LISTED ENTRIES below:
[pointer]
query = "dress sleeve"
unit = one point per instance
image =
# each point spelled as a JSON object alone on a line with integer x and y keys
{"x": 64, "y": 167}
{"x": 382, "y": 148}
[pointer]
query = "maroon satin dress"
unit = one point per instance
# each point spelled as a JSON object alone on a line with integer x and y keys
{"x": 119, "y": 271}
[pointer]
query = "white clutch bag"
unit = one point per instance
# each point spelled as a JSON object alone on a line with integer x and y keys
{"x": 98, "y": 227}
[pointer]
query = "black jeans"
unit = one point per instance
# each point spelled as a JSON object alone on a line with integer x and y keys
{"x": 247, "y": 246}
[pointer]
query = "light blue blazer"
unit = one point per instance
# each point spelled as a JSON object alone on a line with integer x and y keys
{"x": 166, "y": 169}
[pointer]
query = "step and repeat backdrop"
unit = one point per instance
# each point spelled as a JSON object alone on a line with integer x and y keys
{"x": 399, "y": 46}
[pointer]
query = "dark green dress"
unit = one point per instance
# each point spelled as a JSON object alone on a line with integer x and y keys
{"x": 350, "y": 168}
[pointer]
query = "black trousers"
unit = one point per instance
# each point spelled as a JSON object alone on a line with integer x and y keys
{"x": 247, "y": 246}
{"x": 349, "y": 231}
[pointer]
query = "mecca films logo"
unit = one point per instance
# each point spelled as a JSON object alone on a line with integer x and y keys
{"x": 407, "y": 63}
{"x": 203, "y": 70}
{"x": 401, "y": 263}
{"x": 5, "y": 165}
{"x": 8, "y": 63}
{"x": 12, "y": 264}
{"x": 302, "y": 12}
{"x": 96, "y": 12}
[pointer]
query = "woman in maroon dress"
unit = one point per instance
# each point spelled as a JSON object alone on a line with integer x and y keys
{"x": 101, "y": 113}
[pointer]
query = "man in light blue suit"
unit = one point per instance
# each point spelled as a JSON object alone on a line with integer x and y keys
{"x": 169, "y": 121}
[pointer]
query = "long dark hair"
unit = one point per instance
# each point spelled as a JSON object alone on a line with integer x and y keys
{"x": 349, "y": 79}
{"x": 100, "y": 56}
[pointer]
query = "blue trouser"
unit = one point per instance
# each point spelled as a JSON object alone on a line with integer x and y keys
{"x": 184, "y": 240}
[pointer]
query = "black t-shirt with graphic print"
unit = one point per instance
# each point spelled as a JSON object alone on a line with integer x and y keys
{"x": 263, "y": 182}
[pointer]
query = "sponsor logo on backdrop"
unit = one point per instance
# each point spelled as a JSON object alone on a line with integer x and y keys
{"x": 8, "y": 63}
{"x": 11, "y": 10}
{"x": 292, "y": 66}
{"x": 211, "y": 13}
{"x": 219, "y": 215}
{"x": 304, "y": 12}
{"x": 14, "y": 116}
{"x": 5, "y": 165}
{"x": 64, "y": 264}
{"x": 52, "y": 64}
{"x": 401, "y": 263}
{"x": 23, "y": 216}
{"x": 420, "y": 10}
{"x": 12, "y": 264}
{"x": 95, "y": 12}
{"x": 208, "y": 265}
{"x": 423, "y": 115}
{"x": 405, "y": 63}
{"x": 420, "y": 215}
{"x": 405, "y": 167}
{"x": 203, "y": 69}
End of LISTED ENTRIES.
**ABOUT THIS EXERCISE:**
An exact copy of the data is needed.

**YOUR SOLUTION:**
[pointer]
query = "dress sleeve"
unit = one point per instance
image =
# each point spelled as a JSON object alone on a line with integer x and y keys
{"x": 64, "y": 167}
{"x": 382, "y": 148}
[pointer]
query = "maroon satin dress"
unit = one point per instance
# each point spelled as a JSON object alone on a line with integer x and y keys
{"x": 119, "y": 271}
[pointer]
query = "white clutch bag"
unit = one point per instance
# each point spelled as a JSON object alone on a line with integer x and y keys
{"x": 98, "y": 227}
[pointer]
query = "black jeans"
unit = one point per instance
# each point spelled as a JSON object alone on a line with integer x and y keys
{"x": 247, "y": 246}
[pointer]
query = "light blue blazer"
unit = one point per instance
# each point spelled as a JSON object alone on a line with integer x and y keys
{"x": 166, "y": 169}
[pointer]
query = "step and repeat backdrop"
unit = one point per instance
# each point spelled as a JSON object alone on a line with integer x and y keys
{"x": 399, "y": 46}
[pointer]
query = "dark green dress"
unit = one point per instance
# each point spelled as a JSON object alone on a line with integer x and y keys
{"x": 350, "y": 168}
[pointer]
query = "black trousers"
unit = one point per instance
# each point spelled as a JSON object alone on a line with integer x and y keys
{"x": 247, "y": 246}
{"x": 349, "y": 231}
[pointer]
query = "mecca films logo"
unit = one point per instance
# each point spelled as a JSON object alone on a line with integer x and y keys
{"x": 407, "y": 63}
{"x": 203, "y": 70}
{"x": 401, "y": 263}
{"x": 5, "y": 165}
{"x": 8, "y": 63}
{"x": 12, "y": 264}
{"x": 302, "y": 12}
{"x": 96, "y": 12}
[pointer]
query = "woman in maroon dress"
unit = one point per instance
# each point spelled as a JSON object alone on a line with integer x and y keys
{"x": 101, "y": 113}
[pointer]
query = "man in light blue suit"
unit = one point per instance
# each point spelled as a JSON object alone on a line with integer x and y keys
{"x": 169, "y": 121}
[pointer]
query = "long dark hair"
unit = one point per instance
# each point spelled as a JSON object alone on a line with integer x and y keys
{"x": 349, "y": 79}
{"x": 100, "y": 56}
[pointer]
query = "blue trouser"
unit = one point per instance
# each point spelled as a JSON object alone on a line with integer x and y keys
{"x": 184, "y": 240}
[pointer]
query = "black t-shirt with graphic print"
unit = one point per instance
# each point spelled as a JSON object alone on a line with integer x and y keys
{"x": 263, "y": 182}
[pointer]
query = "sponsor logo on backdrop"
unit = one point per instance
# each point spelled as a JSON object alone on a line with integer x and y keys
{"x": 8, "y": 63}
{"x": 11, "y": 10}
{"x": 292, "y": 66}
{"x": 211, "y": 13}
{"x": 219, "y": 215}
{"x": 304, "y": 12}
{"x": 14, "y": 116}
{"x": 5, "y": 165}
{"x": 64, "y": 264}
{"x": 52, "y": 64}
{"x": 401, "y": 263}
{"x": 23, "y": 216}
{"x": 420, "y": 10}
{"x": 12, "y": 264}
{"x": 95, "y": 12}
{"x": 208, "y": 265}
{"x": 423, "y": 115}
{"x": 405, "y": 63}
{"x": 420, "y": 215}
{"x": 405, "y": 167}
{"x": 203, "y": 69}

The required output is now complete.